───── EXTRACTED ENTRIES
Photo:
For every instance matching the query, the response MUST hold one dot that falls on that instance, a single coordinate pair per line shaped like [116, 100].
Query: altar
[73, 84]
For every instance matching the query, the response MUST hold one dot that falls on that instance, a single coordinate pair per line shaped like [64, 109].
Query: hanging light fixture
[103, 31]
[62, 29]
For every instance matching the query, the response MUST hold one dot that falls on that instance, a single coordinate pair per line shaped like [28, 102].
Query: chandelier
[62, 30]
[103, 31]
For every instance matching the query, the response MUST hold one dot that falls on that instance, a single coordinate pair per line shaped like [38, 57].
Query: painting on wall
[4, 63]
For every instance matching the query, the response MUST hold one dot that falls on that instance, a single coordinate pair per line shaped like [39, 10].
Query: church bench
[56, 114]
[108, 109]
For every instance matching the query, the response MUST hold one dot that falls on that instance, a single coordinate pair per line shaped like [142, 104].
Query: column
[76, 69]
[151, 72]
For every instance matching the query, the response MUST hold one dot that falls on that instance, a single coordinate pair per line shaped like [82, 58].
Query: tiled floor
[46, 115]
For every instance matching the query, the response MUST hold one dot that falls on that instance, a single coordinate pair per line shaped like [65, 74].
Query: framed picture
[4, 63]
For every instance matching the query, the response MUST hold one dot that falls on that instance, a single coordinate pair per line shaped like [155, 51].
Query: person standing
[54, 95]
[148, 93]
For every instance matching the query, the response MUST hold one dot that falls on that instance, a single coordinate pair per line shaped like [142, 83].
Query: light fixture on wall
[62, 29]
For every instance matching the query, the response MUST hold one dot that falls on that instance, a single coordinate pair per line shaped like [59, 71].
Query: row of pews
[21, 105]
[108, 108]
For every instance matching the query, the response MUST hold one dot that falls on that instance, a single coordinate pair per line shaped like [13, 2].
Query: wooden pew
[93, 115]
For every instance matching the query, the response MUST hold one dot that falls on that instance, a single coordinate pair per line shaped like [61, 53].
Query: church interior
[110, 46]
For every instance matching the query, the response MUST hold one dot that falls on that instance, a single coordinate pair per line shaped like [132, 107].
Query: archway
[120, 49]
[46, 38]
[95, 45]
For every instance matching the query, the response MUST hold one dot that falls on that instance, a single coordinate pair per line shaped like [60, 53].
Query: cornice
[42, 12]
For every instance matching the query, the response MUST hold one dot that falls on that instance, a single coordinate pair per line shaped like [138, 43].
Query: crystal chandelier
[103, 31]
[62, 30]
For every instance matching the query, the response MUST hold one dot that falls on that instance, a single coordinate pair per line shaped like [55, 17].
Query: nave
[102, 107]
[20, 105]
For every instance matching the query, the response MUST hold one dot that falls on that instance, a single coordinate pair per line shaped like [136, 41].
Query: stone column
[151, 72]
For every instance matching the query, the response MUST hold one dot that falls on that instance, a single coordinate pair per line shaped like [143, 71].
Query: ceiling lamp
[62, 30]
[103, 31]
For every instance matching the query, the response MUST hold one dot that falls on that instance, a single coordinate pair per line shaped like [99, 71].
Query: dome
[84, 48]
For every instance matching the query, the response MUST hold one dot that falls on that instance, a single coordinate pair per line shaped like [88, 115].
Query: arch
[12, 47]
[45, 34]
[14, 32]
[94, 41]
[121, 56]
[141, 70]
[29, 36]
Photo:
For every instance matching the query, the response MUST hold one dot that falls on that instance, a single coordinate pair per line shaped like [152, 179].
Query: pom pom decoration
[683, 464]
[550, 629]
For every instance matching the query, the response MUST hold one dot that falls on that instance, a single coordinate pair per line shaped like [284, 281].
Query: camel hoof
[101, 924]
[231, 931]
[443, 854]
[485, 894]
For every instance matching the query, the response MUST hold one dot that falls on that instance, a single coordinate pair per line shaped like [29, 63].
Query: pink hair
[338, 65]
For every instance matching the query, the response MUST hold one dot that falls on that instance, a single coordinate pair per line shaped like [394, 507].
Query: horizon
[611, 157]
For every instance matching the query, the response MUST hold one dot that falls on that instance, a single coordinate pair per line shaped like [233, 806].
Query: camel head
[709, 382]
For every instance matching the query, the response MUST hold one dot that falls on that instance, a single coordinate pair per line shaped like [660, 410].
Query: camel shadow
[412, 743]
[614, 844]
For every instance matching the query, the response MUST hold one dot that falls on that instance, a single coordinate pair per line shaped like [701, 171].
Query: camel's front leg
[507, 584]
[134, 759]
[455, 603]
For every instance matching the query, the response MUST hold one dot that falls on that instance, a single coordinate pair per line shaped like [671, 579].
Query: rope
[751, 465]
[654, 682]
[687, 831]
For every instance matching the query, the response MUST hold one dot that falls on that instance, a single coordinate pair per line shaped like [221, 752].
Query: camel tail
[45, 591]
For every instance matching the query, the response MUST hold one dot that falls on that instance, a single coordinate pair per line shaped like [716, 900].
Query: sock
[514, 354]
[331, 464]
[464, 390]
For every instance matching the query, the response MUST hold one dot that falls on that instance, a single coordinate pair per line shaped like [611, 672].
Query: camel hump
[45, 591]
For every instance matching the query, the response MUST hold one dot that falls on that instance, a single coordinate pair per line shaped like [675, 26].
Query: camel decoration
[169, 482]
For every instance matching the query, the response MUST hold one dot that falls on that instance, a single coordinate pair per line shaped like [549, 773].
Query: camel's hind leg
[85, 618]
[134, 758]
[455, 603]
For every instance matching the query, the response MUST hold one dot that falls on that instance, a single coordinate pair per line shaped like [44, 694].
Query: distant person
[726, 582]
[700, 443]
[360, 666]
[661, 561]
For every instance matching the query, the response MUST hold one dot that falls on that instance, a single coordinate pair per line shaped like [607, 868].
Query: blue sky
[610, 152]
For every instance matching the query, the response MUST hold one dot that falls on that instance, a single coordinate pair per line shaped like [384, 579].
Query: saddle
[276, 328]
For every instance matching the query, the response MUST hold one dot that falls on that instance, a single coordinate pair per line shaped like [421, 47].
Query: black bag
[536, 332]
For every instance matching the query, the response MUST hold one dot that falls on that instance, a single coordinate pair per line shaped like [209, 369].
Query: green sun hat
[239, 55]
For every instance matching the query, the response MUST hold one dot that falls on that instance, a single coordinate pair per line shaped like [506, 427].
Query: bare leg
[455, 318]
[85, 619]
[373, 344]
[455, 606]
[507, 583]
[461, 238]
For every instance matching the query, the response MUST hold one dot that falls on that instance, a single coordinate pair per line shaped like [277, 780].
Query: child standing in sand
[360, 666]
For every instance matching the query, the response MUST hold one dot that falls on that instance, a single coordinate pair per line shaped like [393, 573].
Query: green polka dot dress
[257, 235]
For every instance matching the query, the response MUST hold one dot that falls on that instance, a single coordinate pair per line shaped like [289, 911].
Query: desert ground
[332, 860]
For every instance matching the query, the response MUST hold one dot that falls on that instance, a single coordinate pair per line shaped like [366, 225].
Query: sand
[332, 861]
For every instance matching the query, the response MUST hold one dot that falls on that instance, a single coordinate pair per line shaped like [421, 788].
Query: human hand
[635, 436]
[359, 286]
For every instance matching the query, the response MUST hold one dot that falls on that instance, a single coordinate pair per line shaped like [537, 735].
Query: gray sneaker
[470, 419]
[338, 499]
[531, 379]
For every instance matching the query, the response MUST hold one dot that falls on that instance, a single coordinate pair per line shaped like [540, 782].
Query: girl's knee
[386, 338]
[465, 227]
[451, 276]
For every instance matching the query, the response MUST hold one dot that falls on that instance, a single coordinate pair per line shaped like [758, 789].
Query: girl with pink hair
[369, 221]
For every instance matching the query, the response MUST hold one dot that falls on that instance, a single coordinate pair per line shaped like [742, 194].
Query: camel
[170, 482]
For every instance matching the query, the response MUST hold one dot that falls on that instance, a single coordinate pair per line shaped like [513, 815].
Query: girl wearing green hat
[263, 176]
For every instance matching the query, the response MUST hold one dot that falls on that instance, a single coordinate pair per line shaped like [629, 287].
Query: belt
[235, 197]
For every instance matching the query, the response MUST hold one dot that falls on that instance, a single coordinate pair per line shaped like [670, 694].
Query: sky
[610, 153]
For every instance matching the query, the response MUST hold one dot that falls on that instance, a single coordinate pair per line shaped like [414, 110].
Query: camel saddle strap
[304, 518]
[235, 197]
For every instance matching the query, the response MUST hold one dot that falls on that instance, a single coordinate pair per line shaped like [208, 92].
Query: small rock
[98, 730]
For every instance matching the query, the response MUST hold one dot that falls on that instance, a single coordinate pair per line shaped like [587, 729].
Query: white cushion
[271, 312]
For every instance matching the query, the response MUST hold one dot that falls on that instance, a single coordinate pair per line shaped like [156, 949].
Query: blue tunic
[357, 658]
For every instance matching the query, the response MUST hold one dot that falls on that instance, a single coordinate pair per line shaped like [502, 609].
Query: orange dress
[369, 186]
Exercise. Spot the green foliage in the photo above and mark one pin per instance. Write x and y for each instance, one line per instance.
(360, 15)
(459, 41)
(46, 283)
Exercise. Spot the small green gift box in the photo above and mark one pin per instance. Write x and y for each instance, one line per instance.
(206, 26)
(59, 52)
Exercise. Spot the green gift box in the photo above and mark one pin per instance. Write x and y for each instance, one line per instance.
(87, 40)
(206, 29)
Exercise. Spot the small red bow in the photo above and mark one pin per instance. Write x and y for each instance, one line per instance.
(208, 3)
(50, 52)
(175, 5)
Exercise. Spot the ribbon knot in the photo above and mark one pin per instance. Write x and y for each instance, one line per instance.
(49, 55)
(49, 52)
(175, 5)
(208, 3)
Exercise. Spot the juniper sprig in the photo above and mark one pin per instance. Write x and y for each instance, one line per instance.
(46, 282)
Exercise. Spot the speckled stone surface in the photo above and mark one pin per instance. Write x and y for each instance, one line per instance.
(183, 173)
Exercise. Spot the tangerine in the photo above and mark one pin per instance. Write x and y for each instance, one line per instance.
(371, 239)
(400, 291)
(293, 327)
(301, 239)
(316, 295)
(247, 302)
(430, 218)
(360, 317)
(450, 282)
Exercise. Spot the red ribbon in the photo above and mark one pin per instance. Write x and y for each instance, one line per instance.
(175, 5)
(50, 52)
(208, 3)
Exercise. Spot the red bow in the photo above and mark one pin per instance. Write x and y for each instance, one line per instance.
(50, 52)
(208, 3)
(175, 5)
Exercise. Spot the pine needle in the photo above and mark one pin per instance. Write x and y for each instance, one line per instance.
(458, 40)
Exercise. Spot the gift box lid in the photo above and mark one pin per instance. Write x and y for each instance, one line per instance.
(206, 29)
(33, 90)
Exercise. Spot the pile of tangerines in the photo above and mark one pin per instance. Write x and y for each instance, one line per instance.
──────────
◆ **EXERCISE**
Exactly reproduce the lines that run from the line with "Exercise. Spot the red ribbon" through the last line of the records, inclusive.

◆ **FINAL RESULT**
Exercise. Spot the red ribbon in the photo above and mark one pin per instance. Write x and y for each instance, one line per instance.
(175, 5)
(50, 52)
(208, 3)
Exercise. Spot the red bow in the photo above and mark one pin per instance. Write x and y for each instance, one line per instance.
(50, 52)
(208, 3)
(175, 5)
Exercise. Spot the pine needle in the photo above and mark one pin per instance. Write x and y for each instance, one line per instance.
(458, 40)
Exercise. Spot the gift box lid in the photo above and mark one pin per instance. Write x and y for each instance, one line per instance.
(206, 29)
(33, 90)
Exercise. Spot the pile of tangerines in the photo above and mark one pin per instance. Write x and y for each instance, one line per instance.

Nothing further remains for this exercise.